Passage to read>
Lazy parsing with Stanford CoreNLP to get sentiment only of specific sentences

1.3k views Asked by At

I am looking for ways to optimize the performance of my Stanford CoreNLP sentiment pipeline. As a result, a want to get sentiment of sentences but only those which contain specific keywords given as an input.

I have tried two approaches:

Approach 1: StanfordCoreNLP pipeline annotating entire text with sentiment

I have defined a pipeline of annotators: tokenize, ssplit, parse, sentiment. I have run it on entire article, then looked for keywords in each sentence and, if they were present, run a method returning keyword value. I was not satisfied though that processing takes a couple of seconds.

This is the code:

List<String> keywords = ...;
String text = ...;
Map<Integer,Integer> sentenceSentiment = new HashMap<>();

Properties props = new Properties();
props.setProperty("annotators", "tokenize, ssplit, parse, sentiment");
props.setProperty("parse.maxlen", "20");
props.setProperty("tokenize.options", "untokenizable=noneDelete");
StanfordCoreNLP pipeline = new StanfordCoreNLP(props);

Annotation annotation = pipeline.process(text); // takes 2 seconds!!!!

Problem requirements> Transcribe the passage from the CoreNLP sentiment thread starting at "Approach 1: StanfordCoreNLP" and ending at "couple of seconds.".

[Location labeling records]
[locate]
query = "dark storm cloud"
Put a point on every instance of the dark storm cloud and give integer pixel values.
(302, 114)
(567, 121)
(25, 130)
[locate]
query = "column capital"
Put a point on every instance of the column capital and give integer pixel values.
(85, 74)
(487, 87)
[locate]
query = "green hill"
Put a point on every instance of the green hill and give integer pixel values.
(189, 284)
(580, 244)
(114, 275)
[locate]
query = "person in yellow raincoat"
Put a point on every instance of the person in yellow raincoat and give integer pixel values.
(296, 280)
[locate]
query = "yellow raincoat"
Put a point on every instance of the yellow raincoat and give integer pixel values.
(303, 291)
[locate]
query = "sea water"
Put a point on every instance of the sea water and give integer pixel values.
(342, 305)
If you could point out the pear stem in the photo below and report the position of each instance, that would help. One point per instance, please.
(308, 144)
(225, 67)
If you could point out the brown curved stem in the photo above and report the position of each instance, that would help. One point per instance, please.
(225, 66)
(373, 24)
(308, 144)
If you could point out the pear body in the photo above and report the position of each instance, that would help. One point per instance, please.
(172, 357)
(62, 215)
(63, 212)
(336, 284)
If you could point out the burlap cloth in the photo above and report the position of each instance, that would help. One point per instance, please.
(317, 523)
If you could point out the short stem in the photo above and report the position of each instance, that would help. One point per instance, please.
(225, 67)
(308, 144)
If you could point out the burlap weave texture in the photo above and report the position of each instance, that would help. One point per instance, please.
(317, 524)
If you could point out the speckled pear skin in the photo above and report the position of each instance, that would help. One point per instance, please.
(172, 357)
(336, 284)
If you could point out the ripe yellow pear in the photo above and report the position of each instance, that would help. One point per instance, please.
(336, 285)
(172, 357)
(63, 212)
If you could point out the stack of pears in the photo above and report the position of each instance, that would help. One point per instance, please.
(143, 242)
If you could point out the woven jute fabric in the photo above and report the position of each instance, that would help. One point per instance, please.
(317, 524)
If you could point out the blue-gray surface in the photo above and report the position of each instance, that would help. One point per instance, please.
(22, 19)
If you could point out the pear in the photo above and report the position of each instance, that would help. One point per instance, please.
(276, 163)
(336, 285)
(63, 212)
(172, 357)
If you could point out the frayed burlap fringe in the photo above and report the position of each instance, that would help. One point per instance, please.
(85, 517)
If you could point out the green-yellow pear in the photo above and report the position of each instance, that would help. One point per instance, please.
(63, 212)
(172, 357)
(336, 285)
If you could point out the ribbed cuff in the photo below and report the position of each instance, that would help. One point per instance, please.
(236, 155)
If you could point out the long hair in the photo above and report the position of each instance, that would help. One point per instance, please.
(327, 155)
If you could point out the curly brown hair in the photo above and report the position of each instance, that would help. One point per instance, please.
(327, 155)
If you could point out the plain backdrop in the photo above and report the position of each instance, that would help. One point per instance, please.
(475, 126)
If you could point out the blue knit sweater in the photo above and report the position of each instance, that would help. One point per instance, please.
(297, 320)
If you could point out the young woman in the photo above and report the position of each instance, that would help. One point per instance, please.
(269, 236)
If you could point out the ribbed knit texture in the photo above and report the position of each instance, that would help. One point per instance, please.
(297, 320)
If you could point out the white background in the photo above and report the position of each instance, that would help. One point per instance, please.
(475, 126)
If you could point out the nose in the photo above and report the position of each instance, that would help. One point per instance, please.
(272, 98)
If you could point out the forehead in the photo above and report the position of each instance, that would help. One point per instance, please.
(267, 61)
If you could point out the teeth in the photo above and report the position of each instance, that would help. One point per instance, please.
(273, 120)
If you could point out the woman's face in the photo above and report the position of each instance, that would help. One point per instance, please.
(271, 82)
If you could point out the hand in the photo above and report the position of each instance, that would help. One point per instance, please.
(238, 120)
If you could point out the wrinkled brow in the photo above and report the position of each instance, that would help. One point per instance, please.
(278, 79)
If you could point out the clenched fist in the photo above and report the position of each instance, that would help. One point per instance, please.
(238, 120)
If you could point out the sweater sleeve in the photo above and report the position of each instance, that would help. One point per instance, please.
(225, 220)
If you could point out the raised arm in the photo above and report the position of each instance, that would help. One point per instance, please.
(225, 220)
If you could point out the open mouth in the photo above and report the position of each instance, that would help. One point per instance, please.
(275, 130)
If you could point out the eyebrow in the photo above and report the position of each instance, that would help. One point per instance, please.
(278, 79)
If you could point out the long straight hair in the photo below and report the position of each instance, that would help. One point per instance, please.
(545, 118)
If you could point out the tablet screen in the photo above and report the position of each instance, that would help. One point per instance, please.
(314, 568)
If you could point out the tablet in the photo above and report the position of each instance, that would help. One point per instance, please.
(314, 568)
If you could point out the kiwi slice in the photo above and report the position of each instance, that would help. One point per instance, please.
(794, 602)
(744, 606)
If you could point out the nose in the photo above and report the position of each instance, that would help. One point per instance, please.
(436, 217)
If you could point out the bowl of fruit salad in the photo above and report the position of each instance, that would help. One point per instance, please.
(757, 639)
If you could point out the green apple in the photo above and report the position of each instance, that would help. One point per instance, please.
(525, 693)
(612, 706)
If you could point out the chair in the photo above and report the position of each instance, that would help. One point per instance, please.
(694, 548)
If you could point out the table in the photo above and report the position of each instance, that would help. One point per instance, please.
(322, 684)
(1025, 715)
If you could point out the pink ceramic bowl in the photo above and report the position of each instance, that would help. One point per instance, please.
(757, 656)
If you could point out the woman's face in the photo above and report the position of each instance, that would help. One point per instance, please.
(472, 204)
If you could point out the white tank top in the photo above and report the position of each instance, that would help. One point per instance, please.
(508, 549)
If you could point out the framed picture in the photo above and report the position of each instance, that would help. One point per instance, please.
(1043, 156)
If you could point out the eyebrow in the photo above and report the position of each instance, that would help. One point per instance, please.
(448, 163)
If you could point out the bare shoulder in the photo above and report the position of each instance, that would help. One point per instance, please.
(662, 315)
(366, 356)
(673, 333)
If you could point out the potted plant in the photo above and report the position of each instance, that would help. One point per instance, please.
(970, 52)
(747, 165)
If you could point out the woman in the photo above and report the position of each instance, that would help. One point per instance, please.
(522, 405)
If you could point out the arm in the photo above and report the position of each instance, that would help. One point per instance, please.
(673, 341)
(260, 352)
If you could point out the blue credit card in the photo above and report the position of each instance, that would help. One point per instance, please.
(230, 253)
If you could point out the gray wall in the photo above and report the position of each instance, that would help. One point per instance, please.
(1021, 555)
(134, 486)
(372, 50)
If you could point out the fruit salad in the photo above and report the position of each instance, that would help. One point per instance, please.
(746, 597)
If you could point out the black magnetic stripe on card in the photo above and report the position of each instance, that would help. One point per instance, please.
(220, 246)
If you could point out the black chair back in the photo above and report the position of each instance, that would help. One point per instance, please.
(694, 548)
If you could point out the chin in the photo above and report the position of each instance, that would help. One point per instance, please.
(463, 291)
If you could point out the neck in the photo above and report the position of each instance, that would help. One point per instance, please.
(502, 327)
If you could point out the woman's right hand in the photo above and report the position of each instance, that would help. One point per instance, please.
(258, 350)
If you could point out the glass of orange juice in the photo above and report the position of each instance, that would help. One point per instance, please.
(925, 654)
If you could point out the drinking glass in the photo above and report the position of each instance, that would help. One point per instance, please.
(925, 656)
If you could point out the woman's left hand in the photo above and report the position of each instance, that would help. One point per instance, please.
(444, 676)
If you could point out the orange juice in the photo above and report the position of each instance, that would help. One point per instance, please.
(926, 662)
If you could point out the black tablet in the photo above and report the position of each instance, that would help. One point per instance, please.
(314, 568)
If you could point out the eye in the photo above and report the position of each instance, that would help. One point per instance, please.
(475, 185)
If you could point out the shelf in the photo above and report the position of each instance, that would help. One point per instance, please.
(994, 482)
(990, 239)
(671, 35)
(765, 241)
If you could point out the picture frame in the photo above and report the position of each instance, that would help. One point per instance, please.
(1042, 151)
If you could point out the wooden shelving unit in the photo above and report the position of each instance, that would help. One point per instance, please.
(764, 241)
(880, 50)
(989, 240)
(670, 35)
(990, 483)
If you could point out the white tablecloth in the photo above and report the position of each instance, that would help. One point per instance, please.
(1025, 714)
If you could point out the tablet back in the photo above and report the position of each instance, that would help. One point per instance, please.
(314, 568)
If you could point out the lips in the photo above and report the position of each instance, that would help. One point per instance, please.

Written response>
Approach 1: StanfordCoreNLP pipeline annotating entire text with sentiment

I have defined a pipeline of annotators: tokenize, ssplit, parse, sentiment. I have run it on entire article, then looked for keywords in each sentence and, if they were present, run a method returning keyword value. I was not satisfied though that processing takes a couple of seconds.